# Data listing
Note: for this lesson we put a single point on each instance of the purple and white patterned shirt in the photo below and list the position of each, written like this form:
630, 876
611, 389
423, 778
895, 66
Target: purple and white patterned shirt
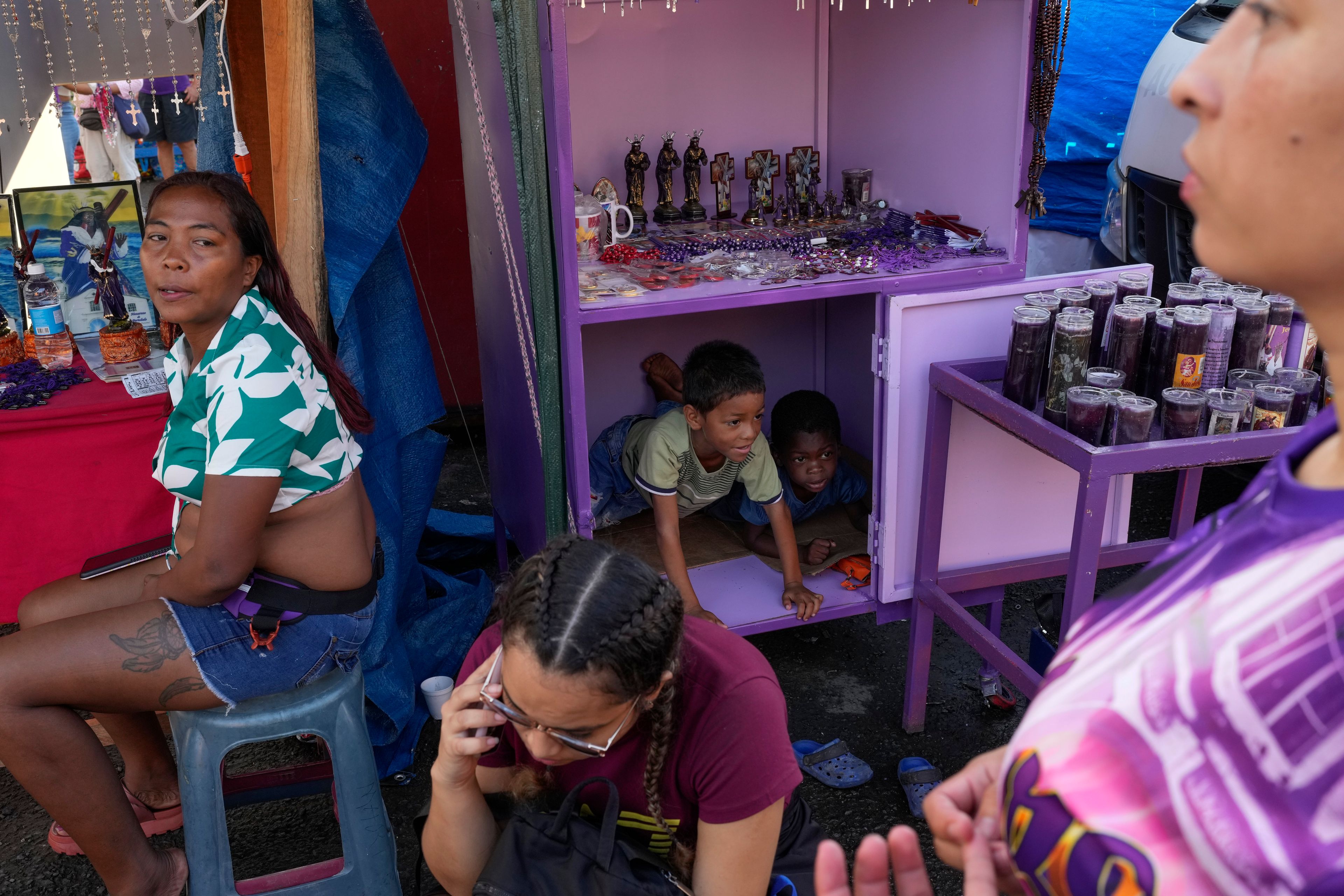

# Given request
Write the lines above as a JSON list of strings, one string per line, skipping blank lines and leaving out the picture.

# Result
[
  "Note: for this lesson we put a single point on each instance of the purple and white patterned shirt in the photo below and list the position of each, written like this form:",
  "630, 876",
  "611, 389",
  "423, 778",
  "895, 66",
  "Target: purple and white patterned shirt"
]